**EXCERPT**
<<<<
Mud Daubers

Three genera: Sceliphron, Trypoxylon, and Chalybion
Family: 
Sphecidae and Crabronidae (two families of wasps) in the order Hymenoptera (ants, bees, wasps)
Description: 

Mud daubers are familiar wasps with narrow or threadlike waists. These solitary wasps belong to a number of related groups, but we call them “mud daubers” because they all build their nests out of mud. You can identify the different species by coloration and by the distinctive nest architecture.

The black-and-yellow mud dauber (Sceliphron caementarium) constructs nest cells side by side or on top of one another; the final product is rounded and about the size of a lemon or a fist.

The organ pipe mud dauber (Trypoxylon politum) is black with blue wings, with white “stockings” on the hind legs. It makes vertical, parallel rows of cells; the finished product looks like a pipe organ.

The blue mud dauber (Chalybion californicum) is a pretty metallic blue; it does not build nests but instead reuses those of one of the other species. Instead of mud, it carries water, which it uses to soften and remodel the mud of the older nests.

Size: 
Length: about ½ to 1 inch.
Habitat and conservation: 
Nests are often seen in barns, garages and the eaves of houses. Howard Ensign Evans wrote, "the passing of the outdoor privy was a sad day" for mud daubers! In nature, nests are built in cave entrances, under rock overhangs, and in similar places. A female carries mud balls from a puddle to the nest site; a cell takes about an hour to construct. Their "singing" while applying mud to a nest is one of many interesting habits and behaviors you can enjoy.
Foods: 
Mud daubers place paralyzed spiders in the nest cells as provisions for their young. Stinging the spider only only subdues the spider but also helps preserve it, so when the wasp larvae hatch, they have fresh meat. Black-and-yellow mud daubers prefer crab spiders and other small, colorful species. Organ pipe mud daubers also provide spiders for their young. Blue mud daubers use large numbers of black widow spiders.
Distribution in Missouri: 
Statewide.
>>>>
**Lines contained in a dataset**
<<<<
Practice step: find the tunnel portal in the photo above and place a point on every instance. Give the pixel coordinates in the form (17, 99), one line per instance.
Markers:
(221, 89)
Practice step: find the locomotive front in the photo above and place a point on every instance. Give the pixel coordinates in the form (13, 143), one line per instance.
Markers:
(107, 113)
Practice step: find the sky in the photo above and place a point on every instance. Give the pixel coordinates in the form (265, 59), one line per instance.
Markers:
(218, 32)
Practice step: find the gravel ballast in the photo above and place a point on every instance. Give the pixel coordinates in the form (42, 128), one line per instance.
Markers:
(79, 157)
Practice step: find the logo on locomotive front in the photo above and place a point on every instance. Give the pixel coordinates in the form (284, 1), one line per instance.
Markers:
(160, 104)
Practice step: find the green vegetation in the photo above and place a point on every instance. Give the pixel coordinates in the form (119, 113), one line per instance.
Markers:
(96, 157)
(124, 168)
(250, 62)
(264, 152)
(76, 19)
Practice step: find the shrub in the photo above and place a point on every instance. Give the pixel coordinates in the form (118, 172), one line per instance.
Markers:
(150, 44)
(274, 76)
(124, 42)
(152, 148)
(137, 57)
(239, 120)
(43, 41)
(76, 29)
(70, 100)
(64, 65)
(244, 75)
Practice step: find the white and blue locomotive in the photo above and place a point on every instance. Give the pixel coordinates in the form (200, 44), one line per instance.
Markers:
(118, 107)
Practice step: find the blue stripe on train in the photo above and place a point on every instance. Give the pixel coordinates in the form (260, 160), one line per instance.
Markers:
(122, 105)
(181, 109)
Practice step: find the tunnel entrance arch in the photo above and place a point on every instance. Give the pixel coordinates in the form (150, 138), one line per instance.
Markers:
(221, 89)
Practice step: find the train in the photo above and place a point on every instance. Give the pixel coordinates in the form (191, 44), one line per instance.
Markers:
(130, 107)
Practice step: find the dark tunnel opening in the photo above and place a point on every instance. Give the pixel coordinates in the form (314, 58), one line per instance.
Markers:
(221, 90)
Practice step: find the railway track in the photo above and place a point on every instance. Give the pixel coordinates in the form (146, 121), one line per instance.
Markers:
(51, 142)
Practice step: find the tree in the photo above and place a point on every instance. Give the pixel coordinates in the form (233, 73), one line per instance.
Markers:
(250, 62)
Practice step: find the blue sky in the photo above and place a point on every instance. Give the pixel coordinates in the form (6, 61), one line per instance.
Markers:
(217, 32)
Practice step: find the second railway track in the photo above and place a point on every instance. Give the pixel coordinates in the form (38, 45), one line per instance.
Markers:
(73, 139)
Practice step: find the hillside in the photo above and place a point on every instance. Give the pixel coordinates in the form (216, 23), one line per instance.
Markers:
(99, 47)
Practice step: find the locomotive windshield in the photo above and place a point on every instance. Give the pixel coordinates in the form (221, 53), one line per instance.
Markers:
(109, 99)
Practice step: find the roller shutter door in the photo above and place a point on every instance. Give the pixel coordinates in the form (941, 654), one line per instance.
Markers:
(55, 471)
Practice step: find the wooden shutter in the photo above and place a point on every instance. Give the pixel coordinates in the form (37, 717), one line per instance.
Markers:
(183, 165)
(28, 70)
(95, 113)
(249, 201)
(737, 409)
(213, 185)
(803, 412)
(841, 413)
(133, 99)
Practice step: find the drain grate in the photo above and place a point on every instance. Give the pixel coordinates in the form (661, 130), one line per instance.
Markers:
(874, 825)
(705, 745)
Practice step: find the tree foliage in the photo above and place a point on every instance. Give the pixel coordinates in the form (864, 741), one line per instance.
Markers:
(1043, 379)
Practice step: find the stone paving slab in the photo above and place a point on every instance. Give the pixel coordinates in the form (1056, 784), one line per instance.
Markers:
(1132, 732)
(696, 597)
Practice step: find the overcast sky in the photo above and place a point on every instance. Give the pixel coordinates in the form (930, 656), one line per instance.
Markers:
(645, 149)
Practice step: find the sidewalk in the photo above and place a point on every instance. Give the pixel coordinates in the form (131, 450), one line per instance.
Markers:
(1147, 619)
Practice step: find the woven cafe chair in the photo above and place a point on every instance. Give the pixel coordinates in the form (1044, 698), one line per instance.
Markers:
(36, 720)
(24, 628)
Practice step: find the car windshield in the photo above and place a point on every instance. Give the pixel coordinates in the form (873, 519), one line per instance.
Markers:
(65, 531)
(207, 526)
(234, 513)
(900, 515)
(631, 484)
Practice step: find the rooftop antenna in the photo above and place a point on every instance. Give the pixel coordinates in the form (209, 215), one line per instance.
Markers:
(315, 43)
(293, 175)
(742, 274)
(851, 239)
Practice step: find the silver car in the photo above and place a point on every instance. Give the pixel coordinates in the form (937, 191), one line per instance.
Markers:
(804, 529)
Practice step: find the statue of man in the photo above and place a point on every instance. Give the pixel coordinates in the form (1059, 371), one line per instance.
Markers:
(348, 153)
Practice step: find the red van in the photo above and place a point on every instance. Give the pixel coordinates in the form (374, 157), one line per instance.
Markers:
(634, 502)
>>>>
**PROMPT 1**
Based on the mud dauber text, answer yes or no to each statement and quote the words that decide it: (a) The blue mud dauber builds its own nests from mud. (b) A single nest cell takes about an hour to build. (c) Black-and-yellow mud daubers prefer black widow spiders.
**PROMPT 2**
In one to three sentences, explain why the blue mud dauber carries water instead of mud, according to the mud dauber text.
**PROMPT 3**
Write the next section of the mud dauber text, picking up after its final line.

**YOUR RESPONSE 1**
(a) No: "it does not build nests but instead reuses those of one of the other species."
(b) Yes: "a cell takes about an hour to construct."
(c) No: "Black-and-yellow mud daubers prefer crab spiders and other small, colorful species."

**YOUR RESPONSE 2**
The blue mud dauber does not build its own nests but reuses those of another species. It carries water to soften and remodel the mud of those older nests.

**YOUR RESPONSE 3**
Status: 
Most people would agree that any natural remedy that reduces black widows around the home is a good thing. Because blue mud daubers (which specialize in hunting black widows) need the old nests of the other two species, consider allowing any mud daubers to build nests where you can tolerate them. Mud daubers reserve their sting only for prey and rarely sting humans (they do so only if handled roughly). They don't defend their nests like paper wasps and other social species.
Life cycle: 
All Missouri mud daubers pass the winter as immature individuals in the nests. The black-and-yellow mud dauber has two generations each summer. Male organ pipe mud daubers are among the few male hymenopterans (ants, bees, wasps) to stay at the nest: A male "stands guard" while a female is away collecting spiders, in order to protect against other insects that might sneak in and parasitize the nest. Mating occurs frequently on her visits to the nest.
Human connections: 
Mud dauber nests are occasionally considered unsightly nuisances on human buildings. However, before you eradicate your mud dauber nests, remember that these relatively harmless insects comb the environment for spiders, including black widows.
Ecosystem connections: 
Mud daubers prey on spiders, controlling their numbers. Numerous other insects parasitize their nests, eating their eggs and larvae as well as the spiders intended as their food. Many birds, mammals, amphibians, and reptiles all prey on wasps, as well.